◆ ESTRATTO DEL TESTO
※

Dal #freelancecamp al periodo diversamente sabbatico

black and white street and sunlight

Qualche anno fa, mentre camminavo per il centro di Vicenza, ho visto una fotografia: una stradina in salita e la figura di un uomo in controluce che camminava verso l’ombra con una valigia in mano. Mi interessava la figura che andava da un’altra parte, immaginavo già come si sarebbe stagliata e la vedevo già in bianco e nero. Purtroppo l’uomo è stato più veloce della mia mano, quando ero pronta per scattare lui ormai entrava nella zona d’ombra – e infatti nella foto (qui sopra) occorre guardare con attenzione per vederlo, ma c’è.

Spesso ho avuto la sensazione di trovarmi così, a rincorrere qualcosa che mi sfuggiva, qualcosa che intravedevo ma poi sembrava rimanere nell’ombra. Negli ultimi anni questa sensazione ha impregnato anche il mio lavoro, e non è stato facile capire come muovermi e verso dove andare.

Per un po’ ho cercato di proseguire sulla mia strada, cercando nuovi modi di stare al mondo (del lavoro). Così sono andata al mio primo freelancecamp, con tanti dubbi e tanta fame di spunti e stimoli, ma anche con voglia di condividere le riflessioni che facevo in quel periodo. Una piccola parte del mio bisogno di rinnovamento profondo era emersa nella mia intervista verso il freelancecamp, occasione in cui ho ricevuto anche una bellissima definizione di me da parte di Alessandra Farabegoli:

Vulcanica esploratrice di identità, dispensatrice di saggezza nei momenti di sconforto altrui, traduttrice e traghettatrice di significati

Giuro che quando ho risposto alle domande le ho detto “per la presentazione fai te, io non saprei proprio come definirmi”, un po’ come ha fatto Domitilla qualche giorno fa. Gli occhi degli altri ti donano uno sguardo diverso su di te, forse non ti dicono cose del tutto nuove, ma le mettono insieme in modo tale da comporre un ritratto veritiero. Le parole di Alessandra, in questo caso, mi hanno illuminata con la loro favolosa sintesi, perché riassumono ciò che cercavo di esprimere per raccontarmi, solo che non sapevo come farlo senza apparire ridicola, sognatrice, vaga… insomma una pazza scriteriata. Eppure mi ci è voluto ancora parecchio per scoprire come tradurre quelle definizioni in qualcosa di ancora più concreto.

※

◆ RECORD DELL'ESERCIZIO
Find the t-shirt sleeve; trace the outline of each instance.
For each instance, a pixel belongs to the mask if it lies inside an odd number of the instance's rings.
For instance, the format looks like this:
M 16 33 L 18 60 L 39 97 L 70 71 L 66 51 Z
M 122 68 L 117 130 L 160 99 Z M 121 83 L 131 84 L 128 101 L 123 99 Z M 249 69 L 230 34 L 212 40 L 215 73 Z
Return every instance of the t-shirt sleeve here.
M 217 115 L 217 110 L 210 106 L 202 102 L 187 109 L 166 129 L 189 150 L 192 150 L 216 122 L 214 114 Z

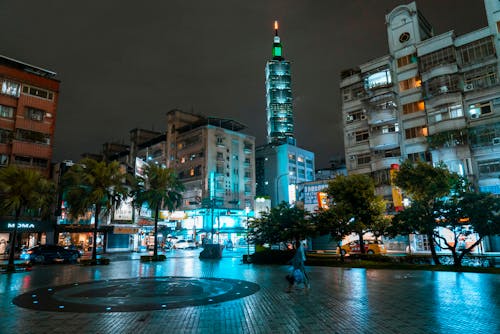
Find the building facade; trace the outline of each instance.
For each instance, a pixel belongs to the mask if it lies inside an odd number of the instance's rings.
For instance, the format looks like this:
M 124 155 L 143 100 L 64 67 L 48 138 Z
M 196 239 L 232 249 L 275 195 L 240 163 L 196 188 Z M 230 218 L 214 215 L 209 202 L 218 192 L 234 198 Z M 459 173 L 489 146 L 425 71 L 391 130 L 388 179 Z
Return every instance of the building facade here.
M 415 2 L 398 6 L 389 54 L 341 73 L 347 171 L 371 175 L 388 211 L 402 205 L 391 172 L 405 159 L 443 162 L 500 194 L 500 5 L 485 8 L 488 26 L 457 36 L 434 35 Z
M 398 6 L 390 54 L 341 74 L 347 170 L 372 175 L 387 200 L 405 159 L 444 162 L 500 194 L 499 8 L 485 4 L 488 27 L 462 36 L 434 36 L 414 2 Z
M 274 22 L 273 57 L 266 64 L 267 142 L 295 145 L 290 62 L 283 56 Z
M 56 73 L 0 56 L 0 167 L 50 175 L 59 97 Z

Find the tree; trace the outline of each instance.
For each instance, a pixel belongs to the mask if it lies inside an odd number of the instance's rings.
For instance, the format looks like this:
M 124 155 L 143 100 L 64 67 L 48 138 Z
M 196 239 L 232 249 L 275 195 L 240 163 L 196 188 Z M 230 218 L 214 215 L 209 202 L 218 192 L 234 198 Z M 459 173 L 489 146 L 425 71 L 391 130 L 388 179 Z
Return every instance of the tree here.
M 120 163 L 85 158 L 63 176 L 65 200 L 74 218 L 94 210 L 92 263 L 97 261 L 99 219 L 116 208 L 128 193 L 127 176 Z
M 404 161 L 394 178 L 394 183 L 411 198 L 411 209 L 406 208 L 396 214 L 393 228 L 401 228 L 402 233 L 418 232 L 429 240 L 434 263 L 440 264 L 436 254 L 435 233 L 442 201 L 450 191 L 462 182 L 456 173 L 451 173 L 445 165 L 433 167 L 422 161 Z
M 441 248 L 451 252 L 455 267 L 462 266 L 462 259 L 488 235 L 500 234 L 500 198 L 486 193 L 455 192 L 441 203 L 437 214 L 439 225 L 447 228 L 453 240 L 434 231 L 434 239 Z M 477 240 L 467 245 L 465 239 L 472 233 Z
M 327 193 L 333 203 L 330 209 L 333 215 L 342 218 L 349 230 L 359 236 L 360 250 L 364 253 L 363 235 L 380 234 L 387 225 L 385 201 L 375 195 L 373 180 L 364 174 L 339 175 L 328 183 Z
M 0 210 L 14 216 L 8 270 L 14 270 L 17 225 L 21 215 L 47 218 L 55 202 L 56 186 L 40 173 L 17 166 L 0 169 Z
M 300 240 L 313 236 L 315 227 L 307 211 L 282 202 L 249 225 L 250 238 L 255 244 L 280 242 L 296 245 Z
M 177 178 L 172 168 L 163 168 L 158 165 L 149 165 L 144 171 L 144 177 L 138 178 L 135 191 L 135 203 L 141 207 L 147 203 L 154 213 L 154 253 L 158 258 L 158 218 L 161 208 L 175 210 L 182 203 L 184 185 Z
M 342 203 L 333 204 L 327 210 L 321 210 L 313 215 L 316 230 L 319 235 L 329 235 L 337 243 L 340 250 L 342 240 L 353 232 L 349 221 L 350 214 L 346 211 Z M 344 254 L 340 252 L 341 261 L 344 261 Z

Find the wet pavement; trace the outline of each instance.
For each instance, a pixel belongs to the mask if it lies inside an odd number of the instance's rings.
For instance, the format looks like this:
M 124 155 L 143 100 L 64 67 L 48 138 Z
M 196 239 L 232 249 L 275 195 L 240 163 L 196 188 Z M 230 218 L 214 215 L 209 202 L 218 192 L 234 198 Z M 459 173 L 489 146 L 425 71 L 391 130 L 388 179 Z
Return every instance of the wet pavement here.
M 307 267 L 311 288 L 286 293 L 288 266 L 242 252 L 1 274 L 0 332 L 500 333 L 500 275 Z

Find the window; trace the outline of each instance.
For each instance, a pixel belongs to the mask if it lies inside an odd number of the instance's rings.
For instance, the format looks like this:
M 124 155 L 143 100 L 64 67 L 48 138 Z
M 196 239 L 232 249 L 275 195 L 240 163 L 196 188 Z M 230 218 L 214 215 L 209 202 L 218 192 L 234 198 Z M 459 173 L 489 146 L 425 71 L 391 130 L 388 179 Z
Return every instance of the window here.
M 463 65 L 472 65 L 487 58 L 494 57 L 495 46 L 492 36 L 461 46 L 458 49 L 458 54 Z
M 358 165 L 367 165 L 371 161 L 370 153 L 358 155 Z
M 414 112 L 424 111 L 424 101 L 417 101 L 412 103 L 403 104 L 403 114 L 411 114 Z
M 31 119 L 32 121 L 43 121 L 43 116 L 45 115 L 45 111 L 35 108 L 26 108 L 26 118 Z
M 51 100 L 51 101 L 54 99 L 53 92 L 51 92 L 49 90 L 42 89 L 42 88 L 38 88 L 38 87 L 28 86 L 28 85 L 23 85 L 23 94 L 36 96 L 36 97 L 46 99 L 46 100 Z
M 365 78 L 366 89 L 384 87 L 392 83 L 391 72 L 388 69 L 372 73 Z
M 403 92 L 408 89 L 420 87 L 421 85 L 422 80 L 419 77 L 410 78 L 399 82 L 399 90 Z
M 406 139 L 417 138 L 417 137 L 426 137 L 426 136 L 427 136 L 427 127 L 425 127 L 425 126 L 417 126 L 417 127 L 405 130 Z
M 479 173 L 481 174 L 500 173 L 500 160 L 493 159 L 478 161 L 477 167 L 479 169 Z
M 433 67 L 437 67 L 443 64 L 450 64 L 456 61 L 455 49 L 453 46 L 449 46 L 444 49 L 426 54 L 419 59 L 420 72 L 427 72 Z
M 366 119 L 366 114 L 363 110 L 356 110 L 347 114 L 346 123 L 357 122 Z
M 2 81 L 2 94 L 19 97 L 21 85 L 10 80 Z
M 480 102 L 469 106 L 469 115 L 471 118 L 479 118 L 481 115 L 491 113 L 491 102 Z
M 496 85 L 497 82 L 496 65 L 484 66 L 464 73 L 464 91 L 490 87 Z
M 411 54 L 398 58 L 398 67 L 403 67 L 417 62 L 417 55 Z
M 430 162 L 430 161 L 432 161 L 432 155 L 430 152 L 427 152 L 427 151 L 415 152 L 415 153 L 408 154 L 408 159 L 413 161 L 413 162 L 416 162 L 416 161 Z
M 7 154 L 0 154 L 0 166 L 7 166 L 9 164 L 9 156 Z
M 0 144 L 9 144 L 12 140 L 12 135 L 12 131 L 0 129 Z
M 17 129 L 16 139 L 24 142 L 50 145 L 50 135 L 36 131 Z
M 0 117 L 13 118 L 14 108 L 0 104 Z

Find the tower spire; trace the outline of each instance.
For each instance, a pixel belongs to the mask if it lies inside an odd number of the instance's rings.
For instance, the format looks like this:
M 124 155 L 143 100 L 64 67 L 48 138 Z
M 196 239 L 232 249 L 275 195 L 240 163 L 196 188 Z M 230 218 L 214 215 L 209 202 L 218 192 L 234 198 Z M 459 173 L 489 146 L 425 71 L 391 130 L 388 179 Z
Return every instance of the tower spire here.
M 283 60 L 283 47 L 278 36 L 278 21 L 274 21 L 273 59 Z

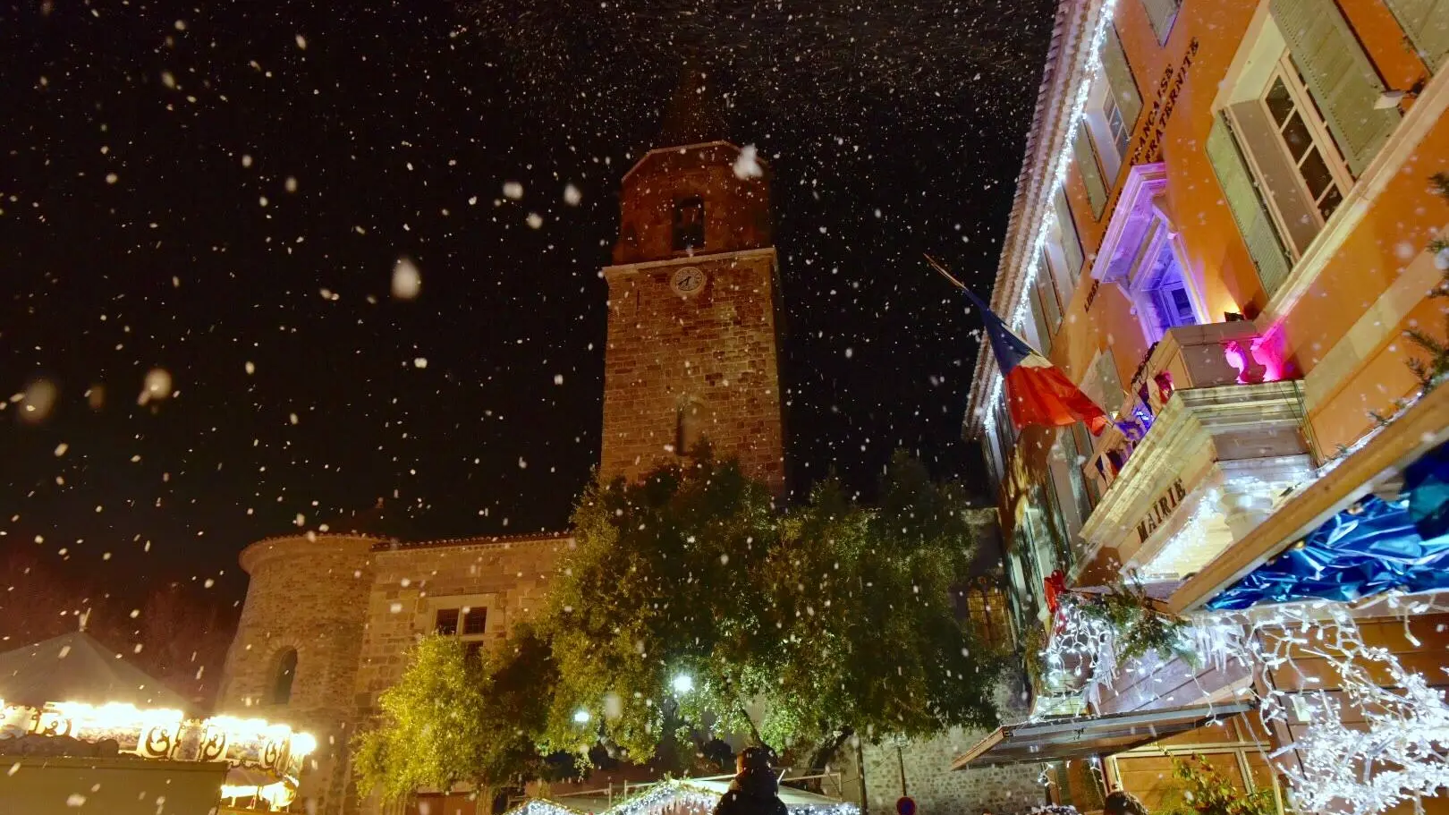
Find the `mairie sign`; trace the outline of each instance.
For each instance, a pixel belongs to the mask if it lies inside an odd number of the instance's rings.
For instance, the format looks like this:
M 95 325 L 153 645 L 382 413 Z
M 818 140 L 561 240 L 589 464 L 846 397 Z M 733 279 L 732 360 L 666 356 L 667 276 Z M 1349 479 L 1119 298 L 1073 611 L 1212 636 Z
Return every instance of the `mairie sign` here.
M 1182 479 L 1172 481 L 1171 487 L 1162 490 L 1158 500 L 1152 502 L 1148 513 L 1137 522 L 1137 541 L 1145 542 L 1151 538 L 1158 526 L 1164 525 L 1168 518 L 1172 518 L 1172 513 L 1177 512 L 1177 508 L 1182 505 L 1182 499 L 1185 497 L 1187 490 L 1182 489 Z

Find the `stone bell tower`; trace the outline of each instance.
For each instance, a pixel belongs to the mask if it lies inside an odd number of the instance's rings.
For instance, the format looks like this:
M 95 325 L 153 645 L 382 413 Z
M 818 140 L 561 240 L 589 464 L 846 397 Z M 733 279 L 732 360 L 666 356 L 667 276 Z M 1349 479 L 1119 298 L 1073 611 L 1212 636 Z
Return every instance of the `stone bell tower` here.
M 601 473 L 629 479 L 700 442 L 784 490 L 778 261 L 768 173 L 722 141 L 685 68 L 662 145 L 623 178 L 609 281 Z

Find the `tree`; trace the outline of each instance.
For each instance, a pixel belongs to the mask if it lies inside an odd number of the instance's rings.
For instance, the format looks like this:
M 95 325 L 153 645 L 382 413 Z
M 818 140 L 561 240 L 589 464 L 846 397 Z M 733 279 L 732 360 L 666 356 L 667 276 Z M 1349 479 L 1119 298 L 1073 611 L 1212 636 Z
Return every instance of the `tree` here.
M 704 455 L 639 483 L 596 481 L 551 590 L 561 682 L 545 741 L 577 751 L 603 735 L 648 760 L 665 716 L 753 731 L 746 708 L 777 661 L 761 574 L 780 534 L 769 492 L 735 463 Z
M 878 508 L 817 486 L 785 521 L 767 579 L 782 634 L 765 731 L 784 745 L 830 745 L 995 725 L 1004 663 L 955 616 L 951 589 L 975 553 L 958 484 L 893 458 Z
M 965 495 L 900 454 L 880 495 L 867 508 L 829 480 L 782 513 L 707 451 L 596 480 L 536 629 L 474 670 L 449 641 L 414 648 L 359 738 L 364 789 L 516 783 L 600 745 L 693 769 L 727 734 L 819 766 L 852 734 L 994 725 L 1003 660 L 949 595 L 975 548 Z
M 975 547 L 959 486 L 897 454 L 878 508 L 835 480 L 793 513 L 771 506 L 709 457 L 585 493 L 546 622 L 548 744 L 649 756 L 690 729 L 829 753 L 851 734 L 995 724 L 1001 663 L 949 597 Z
M 520 625 L 500 648 L 471 661 L 452 637 L 425 637 L 409 653 L 401 680 L 383 692 L 383 722 L 358 735 L 362 795 L 385 799 L 419 787 L 480 790 L 526 779 L 564 777 L 567 757 L 542 757 L 536 737 L 556 683 L 548 644 Z

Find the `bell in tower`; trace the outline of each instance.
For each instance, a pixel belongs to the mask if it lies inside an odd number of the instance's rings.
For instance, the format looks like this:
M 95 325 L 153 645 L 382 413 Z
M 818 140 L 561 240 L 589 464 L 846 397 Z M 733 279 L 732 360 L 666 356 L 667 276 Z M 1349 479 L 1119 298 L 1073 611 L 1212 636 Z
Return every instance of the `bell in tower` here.
M 724 141 L 723 99 L 685 67 L 659 146 L 625 174 L 609 281 L 601 473 L 635 479 L 700 444 L 784 489 L 768 171 Z

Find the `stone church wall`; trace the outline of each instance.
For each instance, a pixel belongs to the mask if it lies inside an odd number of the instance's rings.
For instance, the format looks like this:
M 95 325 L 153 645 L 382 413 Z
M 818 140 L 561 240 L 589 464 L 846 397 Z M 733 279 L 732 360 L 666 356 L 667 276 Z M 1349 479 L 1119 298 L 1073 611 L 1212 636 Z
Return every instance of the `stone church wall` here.
M 380 693 L 407 666 L 407 648 L 433 629 L 433 611 L 458 603 L 487 608 L 484 641 L 504 640 L 546 602 L 548 579 L 569 538 L 478 538 L 477 542 L 397 544 L 374 554 L 352 703 L 372 715 Z
M 951 763 L 990 731 L 952 729 L 936 738 L 894 744 L 864 745 L 865 790 L 869 815 L 893 815 L 901 796 L 901 764 L 906 767 L 906 792 L 916 800 L 920 815 L 981 815 L 982 811 L 1020 814 L 1045 802 L 1042 767 L 1019 764 L 981 770 L 952 770 Z M 855 751 L 845 748 L 838 767 L 840 786 L 826 790 L 859 803 L 861 773 Z
M 681 297 L 681 265 L 611 267 L 600 468 L 638 477 L 675 461 L 682 412 L 716 455 L 784 483 L 775 360 L 774 251 L 701 257 L 703 289 Z

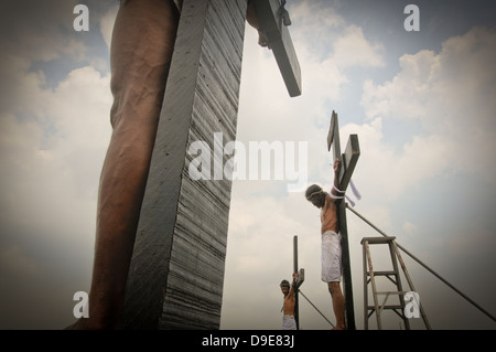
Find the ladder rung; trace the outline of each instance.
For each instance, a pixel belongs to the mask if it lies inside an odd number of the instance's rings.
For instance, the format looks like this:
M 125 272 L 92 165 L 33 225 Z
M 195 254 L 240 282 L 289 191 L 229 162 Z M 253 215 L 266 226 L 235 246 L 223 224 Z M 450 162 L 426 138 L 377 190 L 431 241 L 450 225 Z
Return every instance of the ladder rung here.
M 379 309 L 380 309 L 380 307 L 379 307 Z M 397 306 L 397 305 L 396 306 L 384 306 L 382 309 L 403 309 L 403 307 Z M 368 306 L 367 310 L 376 310 L 376 307 L 375 306 Z
M 396 237 L 395 236 L 390 236 L 390 237 L 364 237 L 360 241 L 360 244 L 363 245 L 364 242 L 367 242 L 369 245 L 375 245 L 375 244 L 382 244 L 382 243 L 390 243 L 391 241 L 395 241 Z
M 374 276 L 386 276 L 386 275 L 398 275 L 398 271 L 395 270 L 374 271 Z M 370 271 L 367 271 L 367 276 L 370 276 Z
M 407 291 L 377 291 L 376 295 L 407 295 Z

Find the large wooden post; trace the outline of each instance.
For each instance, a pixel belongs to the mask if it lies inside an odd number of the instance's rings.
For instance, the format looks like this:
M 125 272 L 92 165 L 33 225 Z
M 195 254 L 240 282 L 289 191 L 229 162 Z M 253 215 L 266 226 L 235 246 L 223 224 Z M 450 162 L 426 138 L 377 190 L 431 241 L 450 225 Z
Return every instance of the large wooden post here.
M 327 149 L 333 149 L 333 161 L 341 160 L 341 171 L 338 178 L 339 190 L 346 191 L 349 181 L 352 180 L 353 171 L 358 161 L 360 149 L 358 145 L 358 136 L 351 135 L 346 145 L 345 152 L 341 153 L 339 145 L 339 126 L 337 121 L 337 114 L 333 111 L 331 116 L 331 127 L 327 135 Z M 353 303 L 353 286 L 352 286 L 352 264 L 349 260 L 349 245 L 348 245 L 348 227 L 346 224 L 346 204 L 339 202 L 337 206 L 337 217 L 339 222 L 339 233 L 342 236 L 342 264 L 343 264 L 343 284 L 344 296 L 346 305 L 346 328 L 355 330 L 355 309 Z
M 224 171 L 230 157 L 224 146 L 236 139 L 246 9 L 247 0 L 183 2 L 128 275 L 125 329 L 219 328 L 231 181 L 214 170 L 211 179 L 195 180 L 188 171 L 196 158 L 212 158 Z M 192 153 L 195 141 L 212 154 Z
M 184 0 L 128 277 L 127 329 L 219 327 L 231 182 L 193 180 L 187 150 L 194 141 L 218 150 L 214 132 L 223 143 L 236 138 L 246 7 Z

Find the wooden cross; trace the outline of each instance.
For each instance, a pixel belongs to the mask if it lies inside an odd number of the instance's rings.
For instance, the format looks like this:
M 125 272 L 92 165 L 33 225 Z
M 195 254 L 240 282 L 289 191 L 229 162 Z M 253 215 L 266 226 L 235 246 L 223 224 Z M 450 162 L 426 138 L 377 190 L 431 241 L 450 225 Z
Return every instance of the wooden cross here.
M 301 71 L 288 30 L 291 24 L 285 0 L 251 0 L 269 47 L 278 63 L 288 93 L 291 97 L 301 95 Z
M 339 126 L 337 122 L 337 114 L 333 110 L 331 116 L 331 127 L 327 135 L 327 150 L 333 148 L 333 161 L 339 159 L 341 171 L 338 174 L 338 189 L 346 191 L 349 181 L 352 180 L 353 171 L 360 156 L 360 148 L 358 145 L 358 136 L 349 135 L 348 142 L 346 145 L 345 152 L 341 153 L 339 145 Z M 345 202 L 338 202 L 337 217 L 339 223 L 339 233 L 342 236 L 342 263 L 343 263 L 343 281 L 344 281 L 344 296 L 346 305 L 346 327 L 349 330 L 355 330 L 355 313 L 353 306 L 353 287 L 352 287 L 352 267 L 349 262 L 349 246 L 348 246 L 348 233 L 346 225 L 346 204 Z
M 288 89 L 298 95 L 300 67 L 280 24 L 282 8 L 278 0 L 256 2 Z M 128 274 L 125 329 L 219 328 L 231 181 L 190 178 L 187 150 L 197 140 L 214 150 L 215 132 L 224 142 L 236 139 L 246 12 L 247 0 L 183 1 Z
M 293 237 L 293 273 L 298 273 L 296 282 L 294 285 L 294 321 L 296 329 L 300 330 L 300 310 L 298 305 L 298 291 L 305 280 L 305 269 L 298 270 L 298 236 Z

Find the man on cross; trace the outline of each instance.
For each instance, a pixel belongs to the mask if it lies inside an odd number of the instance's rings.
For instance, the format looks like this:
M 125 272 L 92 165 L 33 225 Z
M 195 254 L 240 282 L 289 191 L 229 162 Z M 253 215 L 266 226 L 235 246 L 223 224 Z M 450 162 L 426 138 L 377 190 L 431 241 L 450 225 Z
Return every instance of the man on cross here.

※

◆ COSE DA FARE
a) Riscrivi il testo sul periodo diversamente sabbatico da "black and white" a "verso dove andare.", scambiando "valigia" con "borsa".
b) Trascrivi esattamente le righe dei record dalla riga con "Find the window;" alla riga con "M 0 117 L 13 118 L 14 108 L 0 104 Z", entrambe comprese, e nient'altro.

◆ SOLUZIONI DELL'ESERCIZIO
a)
black and white street and sunlight

Qualche anno fa, mentre camminavo per il centro di Vicenza, ho visto una fotografia: una stradina in salita e la figura di un uomo in controluce che camminava verso l’ombra con una borsa in mano. Mi interessava la figura che andava da un’altra parte, immaginavo già come si sarebbe stagliata e la vedevo già in bianco e nero. Purtroppo l’uomo è stato più veloce della mia mano, quando ero pronta per scattare lui ormai entrava nella zona d’ombra – e infatti nella foto (qui sopra) occorre guardare con attenzione per vederlo, ma c’è.

Spesso ho avuto la sensazione di trovarmi così, a rincorrere qualcosa che mi sfuggiva, qualcosa che intravedevo ma poi sembrava rimanere nell’ombra. Negli ultimi anni questa sensazione ha impregnato anche il mio lavoro, e non è stato facile capire come muovermi e verso dove andare.

b)
Find the window; trace the outline of each instance.
For each instance, a pixel belongs to the mask if it lies inside an odd number of the instance's rings.
For instance, the format looks like this:
M 124 155 L 143 100 L 64 67 L 48 138 Z
M 196 239 L 232 249 L 275 195 L 240 163 L 196 188 Z M 230 218 L 214 215 L 209 202 L 218 192 L 234 198 Z M 459 173 L 489 146 L 425 71 L 391 130 L 388 179 Z
Return every instance of the window here.
M 463 65 L 472 65 L 487 58 L 494 57 L 495 46 L 492 36 L 461 46 L 458 49 L 458 54 Z
M 358 165 L 367 165 L 371 161 L 370 153 L 358 155 Z
M 414 112 L 424 111 L 424 101 L 417 101 L 412 103 L 403 104 L 403 114 L 411 114 Z
M 31 119 L 32 121 L 43 121 L 43 116 L 45 115 L 45 111 L 35 108 L 26 108 L 26 118 Z
M 51 100 L 51 101 L 54 99 L 53 92 L 51 92 L 49 90 L 42 89 L 42 88 L 38 88 L 38 87 L 28 86 L 28 85 L 23 85 L 23 94 L 36 96 L 36 97 L 46 99 L 46 100 Z
M 365 78 L 366 89 L 384 87 L 392 83 L 391 72 L 388 69 L 372 73 Z
M 403 92 L 408 89 L 420 87 L 421 85 L 422 80 L 419 77 L 410 78 L 399 82 L 399 90 Z
M 406 139 L 417 138 L 417 137 L 426 137 L 426 136 L 427 136 L 427 127 L 425 127 L 425 126 L 417 126 L 417 127 L 405 130 Z
M 479 173 L 481 174 L 500 173 L 500 160 L 493 159 L 478 161 L 477 167 L 479 169 Z
M 433 67 L 437 67 L 443 64 L 450 64 L 456 61 L 455 49 L 453 46 L 449 46 L 444 49 L 426 54 L 419 59 L 420 72 L 427 72 Z
M 366 119 L 366 114 L 363 110 L 356 110 L 347 114 L 346 123 L 357 122 Z
M 2 81 L 2 94 L 19 97 L 21 85 L 10 80 Z
M 480 102 L 469 106 L 469 115 L 471 118 L 479 118 L 481 115 L 491 113 L 491 102 Z
M 496 85 L 497 82 L 496 65 L 484 66 L 464 73 L 464 91 L 490 87 Z
M 411 54 L 398 58 L 398 67 L 403 67 L 417 62 L 417 55 Z
M 430 162 L 430 161 L 432 161 L 432 155 L 430 152 L 427 152 L 427 151 L 415 152 L 415 153 L 408 154 L 408 159 L 413 161 L 413 162 L 416 162 L 416 161 Z
M 7 154 L 0 154 L 0 166 L 7 166 L 9 164 L 9 156 Z
M 0 144 L 9 144 L 12 140 L 12 135 L 12 131 L 0 129 Z
M 17 129 L 16 139 L 24 142 L 50 145 L 50 135 L 36 131 Z
M 0 117 L 13 118 L 14 108 L 0 104 Z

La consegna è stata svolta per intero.